__SUPPLIED PASSAGE__:
☆ ☆ ☆ ☆

Florida aircraft service suspected of drug trafficking, money laundering
The Springs Resort and Spa in Pagosa Springs is part of a federal investigation into drug trafficking and money laundering. It is owned by the daughters of Bill Whittington, one of the targets of the investigation.

The U.S. Drug Enforcement Agency on Monday raided an aircraft service and charter business in Fort Lauderdale, Fla., that federal agents are investigating for links to drug trafficking and using The Springs Resort & Spa in Pagosa Springs to launder money.

The raid at Fort Lauderdale Executive Airport was reported Monday morning by television news affiliates WFOR (CBS) and WPLG (ABC) in Miami.

The company, World Jet, is owned by Reginald “Don” Whittington, 67. His brother, William Marvin “Bill” Whittington, has represented the hot springs to the Pagosa Springs town government as it pursues a decade-long expansion. Bill Whittington’s daughters, Nerissa and Keely Whittington, are identified as owners of the resort.

A DEA informant said Don Whittington has laundered his proceeds through the spa and resort, according to a 35-page DEA affidavit.

The spa and resort does not appear to have been raided and was open Monday for normal business.

WFOR-TV said the raid was a result of a joint investigation among the DEA, FBI and Homeland Security. WFOR said the DEA confirmed the Monday morning raid is part of a drug investigation but wouldn’t confirm details about what they were looking for at World Jet.

John Turchin, a crime specialist reporter with WPLG, said there were about 100 federal agents at the site, and they were searching planes, among other targets.

No arrests have been made, and no one has been accused of a crime.

Speaking through their attorney, the daughters denied the allegations contained in the DEA affidavit when contacted last week by The Durango Herald.

“Nerissa and Keely Whittington are honest members of the Pagosa Springs business community, and any allegation that they or the Springs Resort are involved in any illegal activity is absurd and unfounded,” said Eric Loman, a lawyer for the sisters and the resort.

The spa’s parent company, Pagosa Resort and Spa, has the same address as World Jet in Fort Lauderdale. The address is for a hangar at Fort Lauderdale Executive Airport.

Roy Kahn, who has a hangar at Fort Lauderdale Executive Airport, said the owners and management were gone last weekend, and the phones were switched over to an automatic recording. The bathrooms were locked, which was unusual and possibly the result of a plumbing problem, but he was unable to find out.

☆ ☆ ☆ ☆

[Dataset records]
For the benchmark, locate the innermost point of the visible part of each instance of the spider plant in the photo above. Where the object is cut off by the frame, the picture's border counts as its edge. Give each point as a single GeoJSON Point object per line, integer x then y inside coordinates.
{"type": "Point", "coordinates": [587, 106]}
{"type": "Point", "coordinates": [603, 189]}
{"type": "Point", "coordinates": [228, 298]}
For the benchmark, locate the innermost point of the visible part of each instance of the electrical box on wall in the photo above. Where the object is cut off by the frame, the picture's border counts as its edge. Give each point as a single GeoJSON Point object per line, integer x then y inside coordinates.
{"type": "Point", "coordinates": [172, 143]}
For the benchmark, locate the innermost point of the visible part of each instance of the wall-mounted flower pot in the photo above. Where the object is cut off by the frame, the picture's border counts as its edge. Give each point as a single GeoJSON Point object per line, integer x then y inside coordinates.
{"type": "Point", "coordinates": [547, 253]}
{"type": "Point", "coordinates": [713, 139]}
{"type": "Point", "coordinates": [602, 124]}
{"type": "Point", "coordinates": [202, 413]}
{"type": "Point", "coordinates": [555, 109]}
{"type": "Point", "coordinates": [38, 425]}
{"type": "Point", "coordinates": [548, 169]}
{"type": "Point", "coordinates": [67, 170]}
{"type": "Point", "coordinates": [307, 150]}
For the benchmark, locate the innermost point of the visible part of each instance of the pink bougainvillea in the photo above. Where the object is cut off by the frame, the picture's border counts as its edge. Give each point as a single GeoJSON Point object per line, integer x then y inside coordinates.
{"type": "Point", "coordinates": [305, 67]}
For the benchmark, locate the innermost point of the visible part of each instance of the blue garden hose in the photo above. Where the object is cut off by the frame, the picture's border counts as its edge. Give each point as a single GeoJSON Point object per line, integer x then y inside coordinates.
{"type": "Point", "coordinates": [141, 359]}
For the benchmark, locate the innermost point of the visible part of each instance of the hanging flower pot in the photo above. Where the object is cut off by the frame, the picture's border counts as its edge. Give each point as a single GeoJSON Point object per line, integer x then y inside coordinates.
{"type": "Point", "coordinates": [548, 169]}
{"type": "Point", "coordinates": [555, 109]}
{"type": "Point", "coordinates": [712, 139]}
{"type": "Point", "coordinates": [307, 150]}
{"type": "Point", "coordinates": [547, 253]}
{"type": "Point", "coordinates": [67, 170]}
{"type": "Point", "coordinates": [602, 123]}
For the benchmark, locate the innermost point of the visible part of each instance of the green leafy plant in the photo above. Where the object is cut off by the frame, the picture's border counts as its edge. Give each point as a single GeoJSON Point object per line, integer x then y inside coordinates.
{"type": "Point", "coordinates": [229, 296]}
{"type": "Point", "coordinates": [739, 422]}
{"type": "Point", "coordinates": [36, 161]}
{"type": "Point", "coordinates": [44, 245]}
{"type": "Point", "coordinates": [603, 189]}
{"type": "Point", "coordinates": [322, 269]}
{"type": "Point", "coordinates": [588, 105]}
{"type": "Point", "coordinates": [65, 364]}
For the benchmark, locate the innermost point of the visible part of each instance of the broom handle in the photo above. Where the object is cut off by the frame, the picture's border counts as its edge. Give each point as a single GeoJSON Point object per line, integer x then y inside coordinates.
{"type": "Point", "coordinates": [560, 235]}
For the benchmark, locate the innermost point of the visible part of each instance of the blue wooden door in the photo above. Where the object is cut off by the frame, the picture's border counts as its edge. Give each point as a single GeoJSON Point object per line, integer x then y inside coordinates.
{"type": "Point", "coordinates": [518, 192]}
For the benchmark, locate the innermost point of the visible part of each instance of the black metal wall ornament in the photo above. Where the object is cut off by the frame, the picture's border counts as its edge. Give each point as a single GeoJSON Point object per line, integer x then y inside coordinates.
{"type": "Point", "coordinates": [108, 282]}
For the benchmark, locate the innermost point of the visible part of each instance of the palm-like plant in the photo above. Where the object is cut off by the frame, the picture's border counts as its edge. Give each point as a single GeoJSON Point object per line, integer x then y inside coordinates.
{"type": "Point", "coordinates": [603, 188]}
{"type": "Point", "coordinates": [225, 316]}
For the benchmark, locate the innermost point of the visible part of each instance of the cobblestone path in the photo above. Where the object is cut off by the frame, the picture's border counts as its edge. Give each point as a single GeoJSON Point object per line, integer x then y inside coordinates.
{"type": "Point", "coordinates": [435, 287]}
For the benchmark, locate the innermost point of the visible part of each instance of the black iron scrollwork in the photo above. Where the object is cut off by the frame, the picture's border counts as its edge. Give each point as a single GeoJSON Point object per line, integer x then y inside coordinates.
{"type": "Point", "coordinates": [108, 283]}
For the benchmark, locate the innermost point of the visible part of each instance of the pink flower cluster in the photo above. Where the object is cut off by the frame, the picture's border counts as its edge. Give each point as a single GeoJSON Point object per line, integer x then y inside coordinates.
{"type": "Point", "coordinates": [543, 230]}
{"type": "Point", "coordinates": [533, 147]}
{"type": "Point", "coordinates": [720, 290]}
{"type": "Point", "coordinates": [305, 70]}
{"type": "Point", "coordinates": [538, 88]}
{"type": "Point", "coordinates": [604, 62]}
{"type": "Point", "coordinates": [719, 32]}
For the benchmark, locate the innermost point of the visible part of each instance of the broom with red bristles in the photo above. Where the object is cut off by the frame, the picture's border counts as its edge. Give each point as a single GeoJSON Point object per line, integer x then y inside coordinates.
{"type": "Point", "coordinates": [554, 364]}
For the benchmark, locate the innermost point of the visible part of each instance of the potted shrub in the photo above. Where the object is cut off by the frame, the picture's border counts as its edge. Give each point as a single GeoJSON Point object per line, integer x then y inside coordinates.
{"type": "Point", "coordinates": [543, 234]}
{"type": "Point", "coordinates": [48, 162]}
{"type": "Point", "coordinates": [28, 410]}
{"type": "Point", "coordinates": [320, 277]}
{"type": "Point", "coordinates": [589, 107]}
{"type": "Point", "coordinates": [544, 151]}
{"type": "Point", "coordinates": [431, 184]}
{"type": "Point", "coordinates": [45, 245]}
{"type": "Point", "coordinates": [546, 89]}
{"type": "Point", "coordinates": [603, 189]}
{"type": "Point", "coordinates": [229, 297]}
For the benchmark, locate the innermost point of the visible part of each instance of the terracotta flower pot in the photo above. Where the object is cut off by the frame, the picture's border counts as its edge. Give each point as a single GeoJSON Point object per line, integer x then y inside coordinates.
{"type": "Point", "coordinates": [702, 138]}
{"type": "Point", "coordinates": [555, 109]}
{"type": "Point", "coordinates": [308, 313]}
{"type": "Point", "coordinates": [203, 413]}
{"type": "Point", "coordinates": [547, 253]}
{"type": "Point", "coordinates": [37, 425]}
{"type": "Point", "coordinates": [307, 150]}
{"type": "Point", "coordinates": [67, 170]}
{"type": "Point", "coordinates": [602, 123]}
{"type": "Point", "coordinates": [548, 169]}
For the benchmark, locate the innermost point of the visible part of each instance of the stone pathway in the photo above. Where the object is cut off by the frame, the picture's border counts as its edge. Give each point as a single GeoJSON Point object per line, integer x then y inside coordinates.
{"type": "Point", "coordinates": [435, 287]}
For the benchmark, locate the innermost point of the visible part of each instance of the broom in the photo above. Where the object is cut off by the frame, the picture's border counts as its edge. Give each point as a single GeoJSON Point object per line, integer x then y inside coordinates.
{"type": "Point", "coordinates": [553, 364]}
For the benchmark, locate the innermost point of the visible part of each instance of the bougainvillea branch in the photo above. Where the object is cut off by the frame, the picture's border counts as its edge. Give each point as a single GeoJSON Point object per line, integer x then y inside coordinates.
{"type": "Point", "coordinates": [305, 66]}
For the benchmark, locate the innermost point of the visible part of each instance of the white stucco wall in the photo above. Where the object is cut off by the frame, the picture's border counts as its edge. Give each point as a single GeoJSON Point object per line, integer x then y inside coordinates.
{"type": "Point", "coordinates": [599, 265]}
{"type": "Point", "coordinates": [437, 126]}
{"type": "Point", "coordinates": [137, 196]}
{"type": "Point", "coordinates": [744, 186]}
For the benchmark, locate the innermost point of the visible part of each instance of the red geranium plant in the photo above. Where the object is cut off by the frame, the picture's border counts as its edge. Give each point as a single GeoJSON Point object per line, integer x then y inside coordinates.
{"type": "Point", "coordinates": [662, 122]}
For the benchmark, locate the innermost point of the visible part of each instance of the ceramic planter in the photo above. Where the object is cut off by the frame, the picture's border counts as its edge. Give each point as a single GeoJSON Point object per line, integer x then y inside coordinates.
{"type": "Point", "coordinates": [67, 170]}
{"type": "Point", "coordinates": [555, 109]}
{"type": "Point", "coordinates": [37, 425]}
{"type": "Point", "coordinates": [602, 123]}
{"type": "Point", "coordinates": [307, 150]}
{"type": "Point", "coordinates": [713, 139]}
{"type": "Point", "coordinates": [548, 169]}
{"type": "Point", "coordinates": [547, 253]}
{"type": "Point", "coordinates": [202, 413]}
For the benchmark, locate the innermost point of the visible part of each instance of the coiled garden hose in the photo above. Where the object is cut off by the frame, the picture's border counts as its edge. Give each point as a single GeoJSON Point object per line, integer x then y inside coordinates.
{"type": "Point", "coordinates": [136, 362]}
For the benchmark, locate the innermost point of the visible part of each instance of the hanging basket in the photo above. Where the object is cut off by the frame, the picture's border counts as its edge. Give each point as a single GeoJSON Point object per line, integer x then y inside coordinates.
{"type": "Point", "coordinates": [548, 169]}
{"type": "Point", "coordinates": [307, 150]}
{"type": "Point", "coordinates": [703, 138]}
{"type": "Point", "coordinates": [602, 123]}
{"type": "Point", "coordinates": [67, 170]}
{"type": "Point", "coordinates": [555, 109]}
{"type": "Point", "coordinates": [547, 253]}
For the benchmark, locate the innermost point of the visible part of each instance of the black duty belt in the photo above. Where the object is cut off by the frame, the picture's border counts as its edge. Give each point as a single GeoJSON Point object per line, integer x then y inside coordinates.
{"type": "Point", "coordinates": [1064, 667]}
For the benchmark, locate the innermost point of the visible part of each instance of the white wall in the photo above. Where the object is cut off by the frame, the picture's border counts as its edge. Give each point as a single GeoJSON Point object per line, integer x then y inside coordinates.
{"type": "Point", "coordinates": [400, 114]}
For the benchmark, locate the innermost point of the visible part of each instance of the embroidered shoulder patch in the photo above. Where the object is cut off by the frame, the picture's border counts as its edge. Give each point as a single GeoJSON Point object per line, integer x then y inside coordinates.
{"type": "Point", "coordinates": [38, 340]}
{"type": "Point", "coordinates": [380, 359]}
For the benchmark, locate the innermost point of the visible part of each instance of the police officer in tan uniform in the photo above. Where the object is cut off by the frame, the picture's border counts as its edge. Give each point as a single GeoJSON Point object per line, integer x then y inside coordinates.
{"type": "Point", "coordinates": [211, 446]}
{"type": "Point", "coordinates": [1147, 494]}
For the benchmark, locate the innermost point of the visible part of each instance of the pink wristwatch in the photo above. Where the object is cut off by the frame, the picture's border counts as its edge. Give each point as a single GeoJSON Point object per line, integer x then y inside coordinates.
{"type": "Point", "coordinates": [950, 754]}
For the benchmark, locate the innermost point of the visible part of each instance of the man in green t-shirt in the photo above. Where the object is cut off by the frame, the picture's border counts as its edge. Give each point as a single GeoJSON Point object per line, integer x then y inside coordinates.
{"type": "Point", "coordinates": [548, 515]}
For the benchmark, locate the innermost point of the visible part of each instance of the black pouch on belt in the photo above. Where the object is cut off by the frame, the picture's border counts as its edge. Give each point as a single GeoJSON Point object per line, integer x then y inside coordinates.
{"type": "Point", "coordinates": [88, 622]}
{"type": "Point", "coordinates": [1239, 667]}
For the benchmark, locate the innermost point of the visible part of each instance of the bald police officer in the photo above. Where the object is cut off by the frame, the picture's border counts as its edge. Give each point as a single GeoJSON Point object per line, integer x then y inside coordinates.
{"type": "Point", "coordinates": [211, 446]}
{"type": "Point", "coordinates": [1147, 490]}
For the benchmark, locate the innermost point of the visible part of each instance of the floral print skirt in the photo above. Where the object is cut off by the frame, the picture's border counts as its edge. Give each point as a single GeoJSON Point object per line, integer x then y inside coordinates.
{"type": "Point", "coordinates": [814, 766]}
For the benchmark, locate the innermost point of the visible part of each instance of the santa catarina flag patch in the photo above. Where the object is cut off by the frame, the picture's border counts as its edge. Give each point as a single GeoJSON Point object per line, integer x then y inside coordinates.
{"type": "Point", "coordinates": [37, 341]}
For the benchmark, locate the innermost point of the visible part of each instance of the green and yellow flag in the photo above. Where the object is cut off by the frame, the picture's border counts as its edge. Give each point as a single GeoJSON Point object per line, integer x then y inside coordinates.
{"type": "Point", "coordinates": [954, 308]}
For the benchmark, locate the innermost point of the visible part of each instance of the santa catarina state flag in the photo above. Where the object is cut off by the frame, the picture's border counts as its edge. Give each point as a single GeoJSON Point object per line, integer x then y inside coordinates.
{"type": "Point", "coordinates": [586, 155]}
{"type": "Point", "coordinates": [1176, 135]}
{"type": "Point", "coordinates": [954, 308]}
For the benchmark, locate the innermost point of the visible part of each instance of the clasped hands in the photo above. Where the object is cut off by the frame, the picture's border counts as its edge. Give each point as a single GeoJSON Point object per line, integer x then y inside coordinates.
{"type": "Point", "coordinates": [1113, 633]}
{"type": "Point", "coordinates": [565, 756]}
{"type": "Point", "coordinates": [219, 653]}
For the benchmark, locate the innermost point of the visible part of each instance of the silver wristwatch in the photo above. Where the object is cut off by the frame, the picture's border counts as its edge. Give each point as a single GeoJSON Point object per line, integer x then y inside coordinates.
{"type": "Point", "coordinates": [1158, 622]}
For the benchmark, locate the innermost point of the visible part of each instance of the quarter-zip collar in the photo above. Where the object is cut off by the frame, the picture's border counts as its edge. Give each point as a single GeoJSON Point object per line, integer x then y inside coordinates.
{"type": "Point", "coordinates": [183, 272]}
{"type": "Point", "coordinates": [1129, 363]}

☆ ☆ ☆ ☆

__OBJECTIVES__:
[1] Print the part of the article on the World Jet raid that begins at the words "John Turchin, a" and ends after "The Durango Herald.".
[2] Report every line of the records that contains the string "belt".
The article on the World Jet raid has no connection to the records.

__ANSWERS TO THE TASKS__:
[1]
John Turchin, a crime specialist reporter with WPLG, said there were about 100 federal agents at the site, and they were searching planes, among other targets.

No arrests have been made, and no one has been accused of a crime.

Speaking through their attorney, the daughters denied the allegations contained in the DEA affidavit when contacted last week by The Durango Herald.

[2]
For the benchmark, locate the innermost point of the visible part of each instance of the black duty belt in the photo above. Where the object is cut off by the frame, the picture's border counts as its edge. Give each point as a single GeoJSON Point object per line, integer x then y inside coordinates.
For the benchmark, locate the innermost point of the visible part of each instance of the black pouch on belt in the photo above. Where the object is cut off by the frame, the picture's border counts as its edge. Give each point as a single GeoJSON Point object per line, integer x then y inside coordinates.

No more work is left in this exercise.